───── DOCUMENT TEXT ─────

I don't expect perfection but would like something better than what i have been getting.

You can get much better than that. Ignore people who say that you can't get good accuracy out of a .22lr, they simply do not know what they are talking about.

First, get rid of the Tasco, Tasco is another word for Junk. If money is an issue, the best scope for under $150 is the Center Point 4-16x40 (79.98 @Walmart). If you wish to sink more money into a scope, feel free, but there is definitely a point of diminishing returns with .22 scopes. The Center Point will do you justice. Works very nicely on .17's & .22WMR's as well.

Second, even if everything fit back together properly...you need to glass bed the rifle. The purpose of bedding the action is to get a better fit than possible with a wood chisel. The goal is to bed the action in such a way that there is no stress or twisting when the screws are tightened.

If you have a gunsmith bed it for you, it averages around $40-80. Different gunsmiths may bed a little different from one to another but most think that the recoil lug should be bedded, the area directly under the screws front and back should be bedded and the middle part where the cartridges feed through should have clearance. Also the first couple of inches of the barrel under the chamber many people feel should be bedded to take some of the hanging weight off the receiver...or you can free-float it...your choice, tell 'em what you want.

───── LISTED RECORDS ─────

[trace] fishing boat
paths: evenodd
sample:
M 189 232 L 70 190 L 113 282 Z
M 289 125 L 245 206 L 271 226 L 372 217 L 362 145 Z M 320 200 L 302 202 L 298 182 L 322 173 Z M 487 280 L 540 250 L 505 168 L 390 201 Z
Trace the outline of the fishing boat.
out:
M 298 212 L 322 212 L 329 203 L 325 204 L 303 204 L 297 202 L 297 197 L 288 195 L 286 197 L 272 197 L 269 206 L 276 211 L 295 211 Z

─────

▸ SHORT PROBLEM:
Write the next part of the forum advice on improving .22 rifle accuracy, picking up after its last sentence. The records were drawn from a separate source.

▸ ANSWER BELOW:
Third, purchase a micrometer caliper, (I prefer the ones with Vernier Scale, measures to .0001 of an inch, but you really only need to go to .001 with .22's, I'm just a little OCD ). With the Marlin Micro-groove barrel, bullet diameter is KEY. Most people don't know that you need a fatter bullet for the micro-grooves to really GRAB and twist...but once you find the proper round...your accuracy becomes Better Than Average. If you are firing improperly sized bullets in your rifle, you will have rounds flying off in odd directions instead of grouping properly in a cloverleaf. Buy several different boxes of ammo, measure a sampling (10-20) of each box, and Write it down. Then fire approx 50-100 shots (or the whole box) and record the groups. You will find the proper ammo for your Marlin or any other pistol/rifle with this method. Even Bulk ammo has consistancy, find out which bulk ammo works best. Mine prefers CCI...

Fourth, consider a bipod, Rock Creek makes one that can be found for $40 at almost any walmart/gunstore. I've only found one benchrest that didn't move, and it was bloody expensive, not to mention rather large & heavy A bipod stabilizes the front on top of the shooting bench/ground/etc and allows you to focus on one plane of movement.

Fifth, intentionally use a slight up/down motion when bringing to bear on target, I let my breathing move the butt of the rifle up/down like an archer uses the up/down to target with before release. This focuses your movements into the up/down instead of allowing side-side movement (which is for skeet & running/flying game). For target shooting, nothing is moving except you, so use the up/down to your advantage, which leaves only figuring out Windage as you go and the wind blows

These should get you within 1" inch groups at 50 yards with ease. 1/2" if you are as anally retentative as the rest of us Black Death shooters.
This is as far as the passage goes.